• _SUPPLIED INFORMATION_:
- - - - - - -
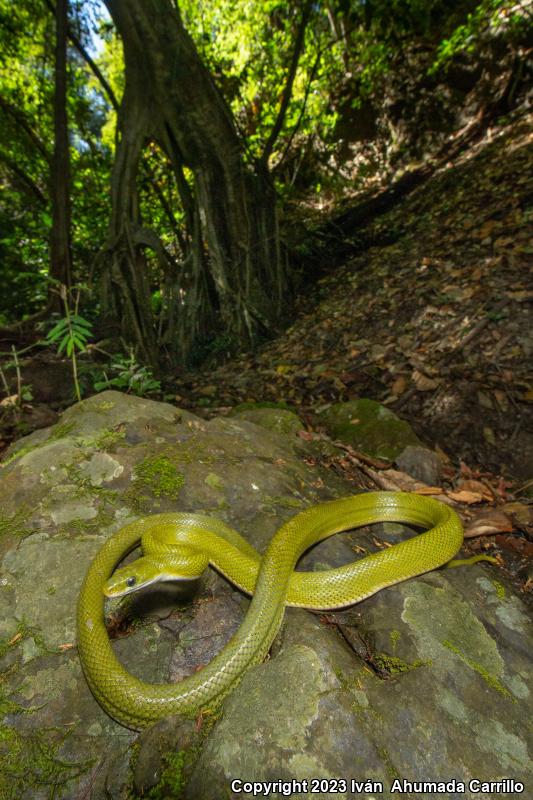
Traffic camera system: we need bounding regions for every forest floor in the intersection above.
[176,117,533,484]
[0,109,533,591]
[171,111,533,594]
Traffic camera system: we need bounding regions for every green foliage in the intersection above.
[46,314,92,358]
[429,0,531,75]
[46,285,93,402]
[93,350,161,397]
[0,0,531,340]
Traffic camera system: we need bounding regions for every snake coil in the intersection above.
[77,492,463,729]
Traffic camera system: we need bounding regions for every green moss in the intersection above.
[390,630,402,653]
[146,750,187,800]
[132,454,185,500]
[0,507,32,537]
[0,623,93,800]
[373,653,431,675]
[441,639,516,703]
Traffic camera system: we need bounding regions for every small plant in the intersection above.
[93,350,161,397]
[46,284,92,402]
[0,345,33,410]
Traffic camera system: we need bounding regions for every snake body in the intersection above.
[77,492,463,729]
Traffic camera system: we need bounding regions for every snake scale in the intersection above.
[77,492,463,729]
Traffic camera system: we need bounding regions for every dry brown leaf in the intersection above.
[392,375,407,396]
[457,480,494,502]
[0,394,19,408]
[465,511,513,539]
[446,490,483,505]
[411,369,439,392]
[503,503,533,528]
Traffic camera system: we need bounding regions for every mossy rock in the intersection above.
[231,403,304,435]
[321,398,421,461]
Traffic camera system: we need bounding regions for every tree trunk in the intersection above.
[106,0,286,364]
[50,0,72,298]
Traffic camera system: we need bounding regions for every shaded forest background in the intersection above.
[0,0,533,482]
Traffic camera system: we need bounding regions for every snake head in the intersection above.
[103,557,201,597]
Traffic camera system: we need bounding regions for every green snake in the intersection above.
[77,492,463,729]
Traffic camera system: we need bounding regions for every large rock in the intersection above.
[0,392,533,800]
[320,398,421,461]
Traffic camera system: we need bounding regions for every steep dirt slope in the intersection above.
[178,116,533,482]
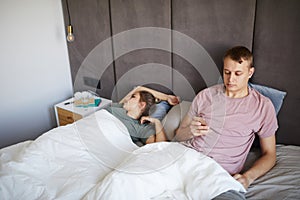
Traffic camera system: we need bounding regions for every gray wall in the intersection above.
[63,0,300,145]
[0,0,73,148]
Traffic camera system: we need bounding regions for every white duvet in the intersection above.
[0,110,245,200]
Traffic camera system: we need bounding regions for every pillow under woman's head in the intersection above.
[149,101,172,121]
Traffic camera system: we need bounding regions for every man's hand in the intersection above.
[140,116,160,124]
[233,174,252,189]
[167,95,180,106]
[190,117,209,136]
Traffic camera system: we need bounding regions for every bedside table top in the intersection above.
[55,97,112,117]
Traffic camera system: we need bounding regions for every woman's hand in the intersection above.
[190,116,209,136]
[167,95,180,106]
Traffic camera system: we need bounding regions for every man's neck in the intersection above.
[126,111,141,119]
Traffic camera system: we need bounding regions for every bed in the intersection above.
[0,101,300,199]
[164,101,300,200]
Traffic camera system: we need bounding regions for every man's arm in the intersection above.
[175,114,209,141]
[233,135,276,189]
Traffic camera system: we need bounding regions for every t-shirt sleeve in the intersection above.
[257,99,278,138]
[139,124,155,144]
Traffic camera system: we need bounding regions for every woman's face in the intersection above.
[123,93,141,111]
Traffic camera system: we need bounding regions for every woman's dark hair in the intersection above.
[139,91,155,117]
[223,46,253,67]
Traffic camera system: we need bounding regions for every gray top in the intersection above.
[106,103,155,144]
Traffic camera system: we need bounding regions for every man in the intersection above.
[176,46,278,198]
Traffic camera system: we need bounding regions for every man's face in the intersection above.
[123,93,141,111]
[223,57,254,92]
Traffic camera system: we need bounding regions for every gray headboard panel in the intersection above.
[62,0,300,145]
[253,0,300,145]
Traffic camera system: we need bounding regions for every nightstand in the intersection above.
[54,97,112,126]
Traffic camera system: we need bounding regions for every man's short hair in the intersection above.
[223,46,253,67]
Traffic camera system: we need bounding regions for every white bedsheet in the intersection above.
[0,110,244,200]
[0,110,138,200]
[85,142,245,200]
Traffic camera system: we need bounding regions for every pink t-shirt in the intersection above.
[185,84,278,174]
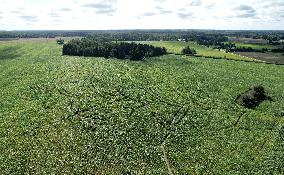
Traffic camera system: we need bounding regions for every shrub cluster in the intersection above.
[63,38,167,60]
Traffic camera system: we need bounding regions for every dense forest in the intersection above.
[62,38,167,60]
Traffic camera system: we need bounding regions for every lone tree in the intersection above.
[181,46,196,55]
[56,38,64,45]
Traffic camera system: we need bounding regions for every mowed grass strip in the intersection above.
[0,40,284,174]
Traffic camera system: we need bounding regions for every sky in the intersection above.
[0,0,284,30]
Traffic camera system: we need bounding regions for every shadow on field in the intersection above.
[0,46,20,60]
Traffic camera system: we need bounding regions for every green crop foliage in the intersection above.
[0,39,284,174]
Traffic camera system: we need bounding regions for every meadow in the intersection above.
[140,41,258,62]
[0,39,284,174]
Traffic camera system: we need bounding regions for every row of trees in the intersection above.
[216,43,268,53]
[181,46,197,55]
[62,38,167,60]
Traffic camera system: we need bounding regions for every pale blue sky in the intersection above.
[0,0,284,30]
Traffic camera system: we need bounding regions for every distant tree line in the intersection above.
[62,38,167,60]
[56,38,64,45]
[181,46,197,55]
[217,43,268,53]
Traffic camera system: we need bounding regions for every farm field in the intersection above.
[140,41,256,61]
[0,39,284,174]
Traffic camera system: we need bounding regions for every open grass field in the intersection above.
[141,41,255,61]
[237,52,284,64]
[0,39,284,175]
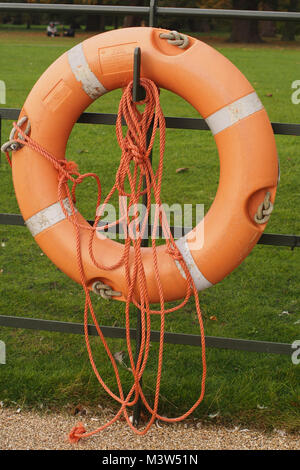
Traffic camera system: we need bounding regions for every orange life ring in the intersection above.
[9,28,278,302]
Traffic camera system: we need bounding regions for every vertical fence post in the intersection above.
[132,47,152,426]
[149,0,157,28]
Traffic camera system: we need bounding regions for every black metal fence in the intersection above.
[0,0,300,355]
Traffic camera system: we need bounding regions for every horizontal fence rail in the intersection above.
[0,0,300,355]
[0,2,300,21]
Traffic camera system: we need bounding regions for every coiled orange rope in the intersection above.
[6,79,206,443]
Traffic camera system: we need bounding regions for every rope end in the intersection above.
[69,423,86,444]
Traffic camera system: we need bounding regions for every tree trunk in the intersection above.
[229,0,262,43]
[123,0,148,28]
- - - - - - -
Report every line in the entries above that contains the word "face", copying each such line in full.

• _IN RESPONSE_:
Traffic camera system: we need bounding regions for every woman's face in the intersection above.
Traffic camera system: we need bounding regions for every man's face in the intersection above.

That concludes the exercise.